**** SUPPLIED ENTRIES ****
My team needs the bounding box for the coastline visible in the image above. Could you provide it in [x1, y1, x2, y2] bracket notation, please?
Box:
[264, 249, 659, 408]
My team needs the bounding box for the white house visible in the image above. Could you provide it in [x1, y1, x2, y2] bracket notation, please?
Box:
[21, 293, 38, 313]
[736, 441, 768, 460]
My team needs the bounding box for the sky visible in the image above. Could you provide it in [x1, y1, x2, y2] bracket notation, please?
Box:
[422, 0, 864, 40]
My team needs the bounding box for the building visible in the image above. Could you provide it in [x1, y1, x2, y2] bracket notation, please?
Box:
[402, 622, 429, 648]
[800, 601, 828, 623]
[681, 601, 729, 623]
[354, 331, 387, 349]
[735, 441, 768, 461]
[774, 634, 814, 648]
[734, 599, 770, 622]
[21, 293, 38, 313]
****
§ **AIM**
Reproduce all of the material above, word for word and line for line.

§ **WRITTEN ANSWER**
My team needs the bounding box for the coastline visible in the image above. Could you provide it in [x1, y1, x2, y2] bracket notation, please?
Box:
[264, 249, 659, 408]
My team needs the bounding box for the white house visible in the image above. Could you provide it in [x1, y1, x2, y2] bracket notation, please?
Box:
[21, 293, 38, 313]
[736, 441, 768, 460]
My team needs the bounding box for the sky visible in the image above. Could you provide it in [x1, y1, x2, y2] bracket notation, please?
Box:
[422, 0, 864, 40]
My team needs the bounding box for the building visible in the image above. Could you provide it in [x1, y1, x2, y2] bracket notation, please?
Box:
[402, 622, 429, 648]
[800, 601, 828, 623]
[681, 601, 729, 623]
[354, 331, 387, 349]
[735, 441, 768, 461]
[774, 634, 814, 648]
[734, 599, 770, 622]
[21, 293, 38, 313]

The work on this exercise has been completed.